» PAGE TEXT:

-- BEGIN --

Such systems remain largely experimental but could add value in niche settings or as polishing steps in multi‑stage flowsheets.
5. Conventional Solvent Extraction and Ion Exchange
Solvent extraction and ion‑exchange resins are standard in REE hydrometallurgy and can be adapted to geothermal contexts.
- Ion‑exchange resins can be placed in columns through which brine flows, capturing target ions.
- Solvent extraction can be applied to pre‑concentrated streams after partial desalination or sorbent‑based enrichment.
These mature technologies provide a baseline, but harsh geothermal chemistry and diluted metals make direct application difficult without pretreatment.
Techno‑Economic Feasibility: Is It Competitive?
Even the most sophisticated extraction process must overcome economic hurdles. Multiple techno‑economic and feasibility studies highlight both potential and constraints.
Cost Drivers
Main cost components include:
- Capital expenditures for extraction modules, sorbent regeneration systems, and integration with geothermal plants.
- Operating costs for sorbents, reagents, energy, and maintenance.
- Brine‑specific costs due to scaling, corrosion, and pre‑filtration.
In many analyses, the dominant uncertainty is the recoverable metal yield per unit of brine, which depends on site‑specific chemistry and process efficiency.
Revenue Streams and Co‑Production Value
Economic models frequently explore co‑production of electricity, heat, and minerals:
- Co‑produced lithium from geothermal brines can significantly improve project revenues and competitiveness versus standalone power generation.
- For REEs, the value is more complex because of variable prices, the need for separation of individual elements, and more intensive purification.
European studies on high‑enthalpy brines indicate that, under favorable market conditions and optimized designs, raw material extraction can substantially enhance the profitability of geothermal projects.
Key Findings from Techno‑Economic Studies
Several consistent conclusions emerge:
- Current economics for REE recovery from geothermal brines remain marginal, mainly due to low concentrations and complex chemistry.

-- END --

» EXERCISE INSTRUCTIONS:
(1) From the geothermal extraction text, output the stretch from "These mature technologies" through "energy, and maintenance.".
(2) In the geothermal extraction text, what do many analyses identify as the dominant uncertainty?

» GIVEN INFORMATION:
-- BEGIN --

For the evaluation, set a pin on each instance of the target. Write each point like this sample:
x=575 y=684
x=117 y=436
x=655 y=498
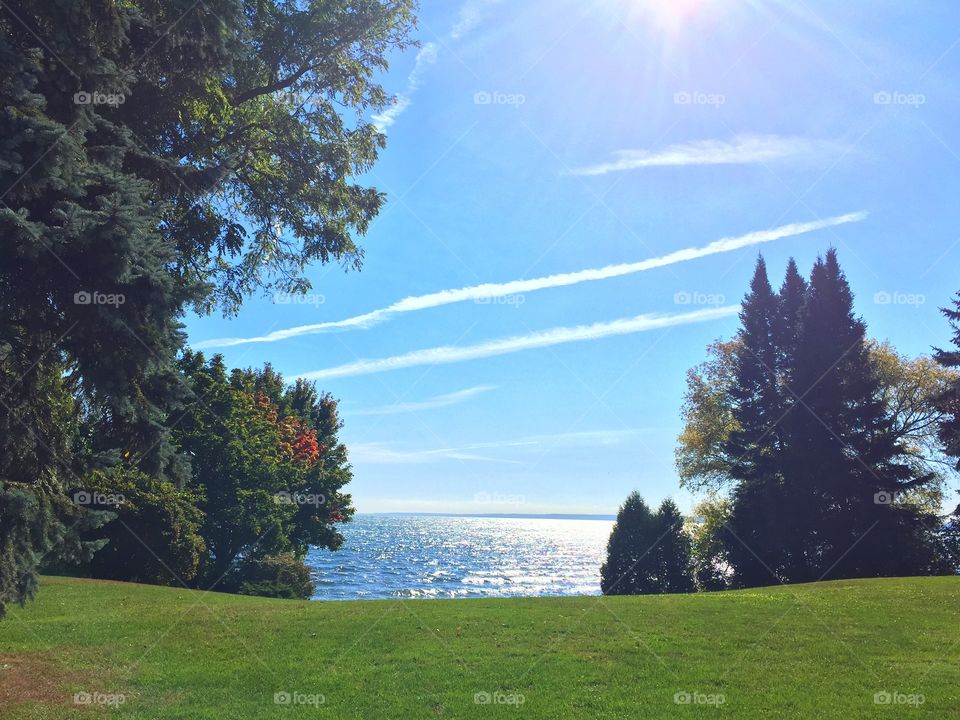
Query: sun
x=671 y=15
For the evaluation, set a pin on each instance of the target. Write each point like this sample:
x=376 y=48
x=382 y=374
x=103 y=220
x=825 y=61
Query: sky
x=577 y=191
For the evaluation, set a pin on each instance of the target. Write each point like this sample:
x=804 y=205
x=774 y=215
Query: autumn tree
x=159 y=156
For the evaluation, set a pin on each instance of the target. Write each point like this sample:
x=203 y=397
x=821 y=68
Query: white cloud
x=742 y=150
x=493 y=290
x=437 y=401
x=380 y=453
x=471 y=13
x=545 y=338
x=426 y=56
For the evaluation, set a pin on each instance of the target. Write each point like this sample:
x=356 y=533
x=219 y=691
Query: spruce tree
x=647 y=552
x=630 y=565
x=755 y=541
x=159 y=156
x=674 y=567
x=949 y=402
x=844 y=454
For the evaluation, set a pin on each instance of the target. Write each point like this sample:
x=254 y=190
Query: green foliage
x=159 y=155
x=708 y=549
x=279 y=576
x=153 y=536
x=804 y=422
x=38 y=426
x=267 y=463
x=948 y=400
x=647 y=552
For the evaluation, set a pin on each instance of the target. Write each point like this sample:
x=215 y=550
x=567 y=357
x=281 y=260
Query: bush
x=647 y=552
x=279 y=576
x=154 y=535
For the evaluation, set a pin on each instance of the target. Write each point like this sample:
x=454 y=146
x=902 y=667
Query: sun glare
x=671 y=15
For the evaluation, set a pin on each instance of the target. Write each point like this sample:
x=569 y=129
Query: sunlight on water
x=424 y=556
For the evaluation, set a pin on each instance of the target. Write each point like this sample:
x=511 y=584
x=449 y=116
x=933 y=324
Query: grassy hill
x=822 y=650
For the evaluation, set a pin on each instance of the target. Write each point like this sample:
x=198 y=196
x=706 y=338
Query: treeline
x=266 y=474
x=148 y=168
x=822 y=454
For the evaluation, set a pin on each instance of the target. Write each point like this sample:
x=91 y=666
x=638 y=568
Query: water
x=428 y=556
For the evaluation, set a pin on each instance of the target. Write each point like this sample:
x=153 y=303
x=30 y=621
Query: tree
x=806 y=451
x=672 y=551
x=154 y=534
x=708 y=547
x=702 y=453
x=159 y=155
x=759 y=504
x=647 y=552
x=269 y=480
x=948 y=399
x=911 y=388
x=844 y=449
x=37 y=520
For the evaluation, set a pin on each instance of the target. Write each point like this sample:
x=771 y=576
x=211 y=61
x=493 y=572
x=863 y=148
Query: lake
x=435 y=556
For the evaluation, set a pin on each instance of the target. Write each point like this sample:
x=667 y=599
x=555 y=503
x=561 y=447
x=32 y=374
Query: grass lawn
x=806 y=651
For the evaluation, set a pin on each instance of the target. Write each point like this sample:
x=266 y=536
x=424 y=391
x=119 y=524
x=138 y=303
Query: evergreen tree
x=756 y=542
x=844 y=450
x=647 y=552
x=159 y=155
x=674 y=566
x=949 y=401
x=629 y=566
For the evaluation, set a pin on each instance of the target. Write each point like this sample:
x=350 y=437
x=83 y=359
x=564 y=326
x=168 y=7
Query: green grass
x=805 y=651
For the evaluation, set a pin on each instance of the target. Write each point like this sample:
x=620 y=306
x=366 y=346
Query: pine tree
x=843 y=449
x=674 y=566
x=629 y=569
x=156 y=157
x=647 y=552
x=755 y=542
x=949 y=402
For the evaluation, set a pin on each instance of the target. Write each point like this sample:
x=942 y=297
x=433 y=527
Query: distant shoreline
x=506 y=516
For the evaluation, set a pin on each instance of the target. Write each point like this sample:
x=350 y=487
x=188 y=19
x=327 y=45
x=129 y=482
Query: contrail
x=513 y=287
x=544 y=338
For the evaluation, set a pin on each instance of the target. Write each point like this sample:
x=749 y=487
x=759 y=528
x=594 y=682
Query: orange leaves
x=298 y=443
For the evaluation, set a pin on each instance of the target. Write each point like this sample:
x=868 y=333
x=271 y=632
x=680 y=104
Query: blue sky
x=536 y=140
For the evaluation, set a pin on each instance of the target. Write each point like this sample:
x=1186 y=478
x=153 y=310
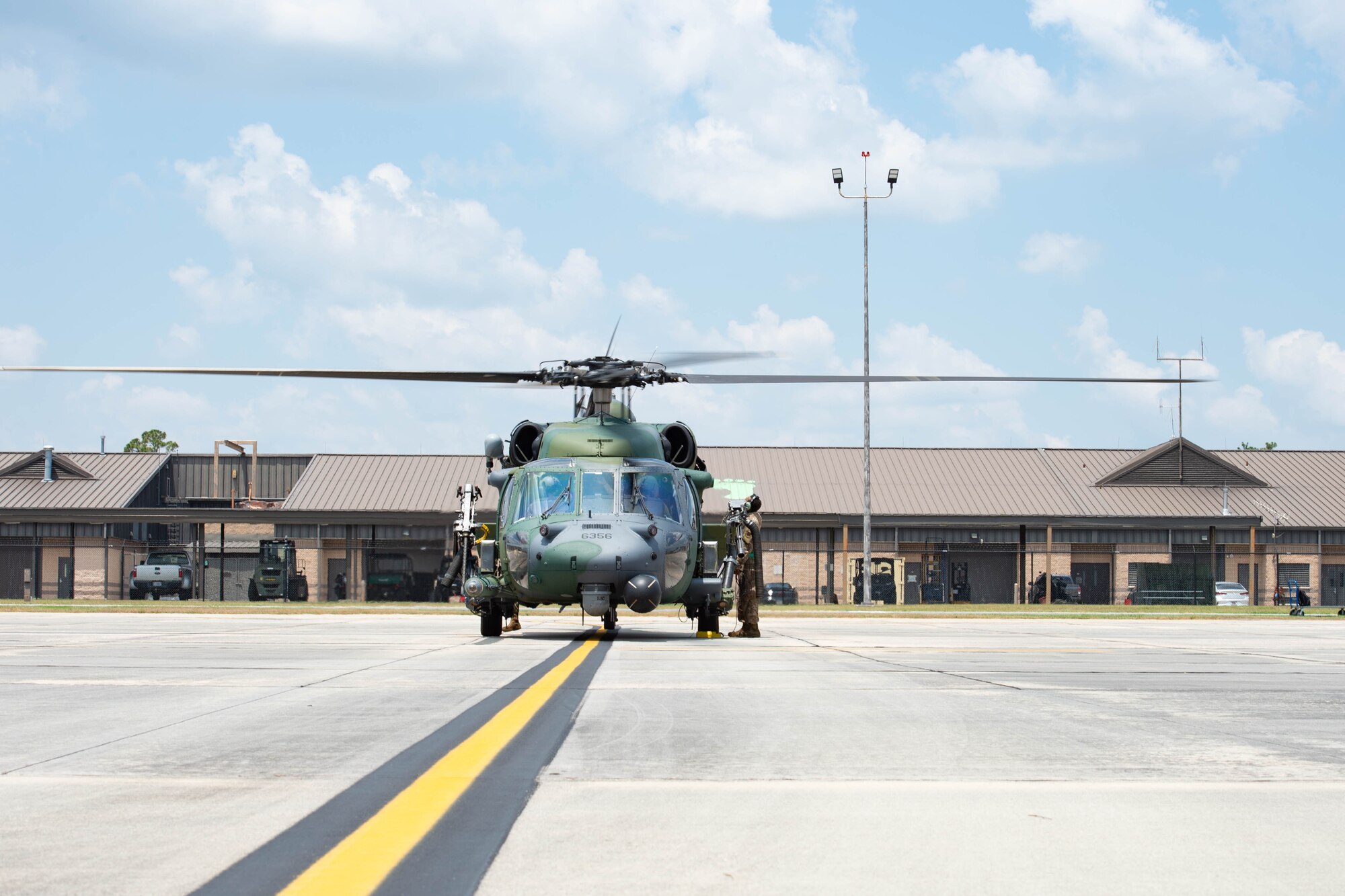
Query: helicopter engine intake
x=679 y=444
x=642 y=594
x=525 y=443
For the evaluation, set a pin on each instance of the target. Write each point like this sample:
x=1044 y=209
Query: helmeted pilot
x=653 y=497
x=552 y=489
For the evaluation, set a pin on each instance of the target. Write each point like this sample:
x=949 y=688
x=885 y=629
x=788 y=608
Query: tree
x=151 y=442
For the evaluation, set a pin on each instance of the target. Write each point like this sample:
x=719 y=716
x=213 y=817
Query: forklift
x=278 y=573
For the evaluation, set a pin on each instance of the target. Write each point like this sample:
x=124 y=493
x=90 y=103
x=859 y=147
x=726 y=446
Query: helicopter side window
x=545 y=494
x=652 y=493
x=599 y=491
x=684 y=499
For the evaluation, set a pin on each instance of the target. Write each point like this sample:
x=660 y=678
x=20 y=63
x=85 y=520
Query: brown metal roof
x=415 y=483
x=116 y=481
x=1305 y=487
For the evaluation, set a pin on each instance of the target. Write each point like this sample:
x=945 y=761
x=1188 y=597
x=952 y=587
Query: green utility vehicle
x=391 y=577
x=278 y=573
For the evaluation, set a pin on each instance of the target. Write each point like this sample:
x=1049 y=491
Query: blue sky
x=427 y=185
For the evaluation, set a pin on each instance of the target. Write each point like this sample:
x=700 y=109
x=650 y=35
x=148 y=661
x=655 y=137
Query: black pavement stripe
x=459 y=850
x=272 y=866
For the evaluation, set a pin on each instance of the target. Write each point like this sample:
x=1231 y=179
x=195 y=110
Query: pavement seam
x=213 y=712
x=900 y=666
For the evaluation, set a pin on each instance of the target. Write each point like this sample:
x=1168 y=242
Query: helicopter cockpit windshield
x=654 y=494
x=547 y=493
x=599 y=491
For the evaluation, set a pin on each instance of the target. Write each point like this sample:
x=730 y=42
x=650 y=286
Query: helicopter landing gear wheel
x=708 y=623
x=493 y=620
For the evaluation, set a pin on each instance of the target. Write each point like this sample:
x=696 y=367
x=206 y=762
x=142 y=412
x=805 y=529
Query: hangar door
x=239 y=569
x=1334 y=585
x=983 y=576
x=14 y=560
x=1094 y=581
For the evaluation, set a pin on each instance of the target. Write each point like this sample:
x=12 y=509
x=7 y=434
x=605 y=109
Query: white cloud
x=180 y=341
x=1319 y=25
x=22 y=92
x=1226 y=167
x=1102 y=356
x=237 y=292
x=1145 y=83
x=1243 y=412
x=704 y=104
x=1058 y=253
x=141 y=407
x=1167 y=67
x=266 y=204
x=21 y=345
x=1308 y=362
x=645 y=298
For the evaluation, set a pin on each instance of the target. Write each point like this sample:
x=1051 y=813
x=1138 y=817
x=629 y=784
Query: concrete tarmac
x=149 y=754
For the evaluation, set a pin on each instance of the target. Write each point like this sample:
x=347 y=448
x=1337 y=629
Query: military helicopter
x=601 y=510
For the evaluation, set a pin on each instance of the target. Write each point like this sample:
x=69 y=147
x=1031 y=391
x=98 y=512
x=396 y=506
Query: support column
x=845 y=559
x=1022 y=598
x=221 y=561
x=1047 y=581
x=1253 y=579
x=1214 y=557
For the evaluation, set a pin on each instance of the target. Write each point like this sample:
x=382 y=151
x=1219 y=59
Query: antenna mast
x=1182 y=438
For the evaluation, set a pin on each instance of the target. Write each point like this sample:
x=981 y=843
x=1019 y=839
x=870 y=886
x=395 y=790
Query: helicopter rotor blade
x=688 y=358
x=787 y=378
x=418 y=376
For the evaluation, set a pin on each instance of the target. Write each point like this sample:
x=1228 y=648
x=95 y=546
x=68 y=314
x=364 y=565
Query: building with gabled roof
x=983 y=524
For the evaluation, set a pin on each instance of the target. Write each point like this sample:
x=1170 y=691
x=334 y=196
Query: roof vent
x=45 y=464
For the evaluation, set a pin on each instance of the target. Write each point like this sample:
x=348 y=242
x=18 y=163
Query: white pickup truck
x=165 y=572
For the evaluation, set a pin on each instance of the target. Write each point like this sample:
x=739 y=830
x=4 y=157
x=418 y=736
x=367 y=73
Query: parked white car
x=1231 y=594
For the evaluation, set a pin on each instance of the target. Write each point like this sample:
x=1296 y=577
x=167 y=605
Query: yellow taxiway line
x=364 y=860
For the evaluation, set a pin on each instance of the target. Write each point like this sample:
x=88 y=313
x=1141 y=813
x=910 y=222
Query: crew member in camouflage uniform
x=747 y=575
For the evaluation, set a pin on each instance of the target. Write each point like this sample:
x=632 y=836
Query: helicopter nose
x=642 y=594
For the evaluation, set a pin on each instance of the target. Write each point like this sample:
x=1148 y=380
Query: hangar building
x=949 y=524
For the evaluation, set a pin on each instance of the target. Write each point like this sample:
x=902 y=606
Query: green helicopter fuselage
x=598 y=514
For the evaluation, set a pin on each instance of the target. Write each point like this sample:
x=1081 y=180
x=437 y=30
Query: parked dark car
x=1063 y=589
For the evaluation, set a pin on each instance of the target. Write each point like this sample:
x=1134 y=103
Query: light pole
x=868 y=512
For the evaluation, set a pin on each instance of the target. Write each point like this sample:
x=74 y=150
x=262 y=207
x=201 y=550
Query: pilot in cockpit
x=652 y=497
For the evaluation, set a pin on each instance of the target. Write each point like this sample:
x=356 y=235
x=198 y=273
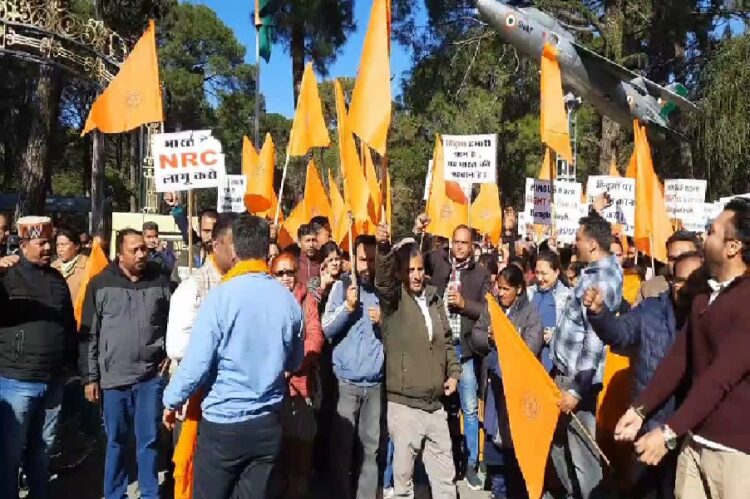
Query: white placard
x=711 y=211
x=470 y=159
x=567 y=204
x=622 y=192
x=187 y=160
x=427 y=182
x=685 y=199
x=231 y=194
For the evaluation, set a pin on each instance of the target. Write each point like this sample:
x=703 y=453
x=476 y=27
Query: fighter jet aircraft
x=614 y=90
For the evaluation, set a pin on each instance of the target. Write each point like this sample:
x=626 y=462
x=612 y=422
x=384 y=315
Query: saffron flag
x=184 y=452
x=315 y=200
x=486 y=215
x=309 y=127
x=652 y=224
x=548 y=171
x=258 y=171
x=96 y=262
x=133 y=97
x=373 y=184
x=531 y=398
x=356 y=191
x=444 y=213
x=339 y=214
x=554 y=118
x=370 y=111
x=613 y=171
x=288 y=232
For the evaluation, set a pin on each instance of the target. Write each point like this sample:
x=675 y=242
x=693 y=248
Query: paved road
x=86 y=483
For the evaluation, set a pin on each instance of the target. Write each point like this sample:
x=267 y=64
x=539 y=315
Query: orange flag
x=288 y=232
x=339 y=214
x=554 y=118
x=259 y=171
x=309 y=128
x=96 y=263
x=445 y=214
x=548 y=171
x=613 y=171
x=652 y=224
x=133 y=98
x=486 y=215
x=531 y=398
x=315 y=200
x=373 y=184
x=356 y=191
x=184 y=452
x=370 y=113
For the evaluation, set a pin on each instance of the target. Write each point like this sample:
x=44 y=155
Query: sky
x=276 y=76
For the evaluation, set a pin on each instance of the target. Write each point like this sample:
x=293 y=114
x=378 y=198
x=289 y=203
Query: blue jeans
x=24 y=436
x=136 y=407
x=468 y=390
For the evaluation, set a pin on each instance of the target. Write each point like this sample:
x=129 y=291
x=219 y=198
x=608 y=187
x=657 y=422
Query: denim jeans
x=236 y=459
x=356 y=430
x=132 y=408
x=468 y=390
x=24 y=436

-- END --

» TASK RESPONSES:
(1)
These mature technologies provide a baseline, but harsh geothermal chemistry and diluted metals make direct application difficult without pretreatment.
Techno‑Economic Feasibility: Is It Competitive?
Even the most sophisticated extraction process must overcome economic hurdles. Multiple techno‑economic and feasibility studies highlight both potential and constraints.
Cost Drivers
Main cost components include:
- Capital expenditures for extraction modules, sorbent regeneration systems, and integration with geothermal plants.
- Operating costs for sorbents, reagents, energy, and maintenance.

(2) The recoverable metal yield per unit of brine.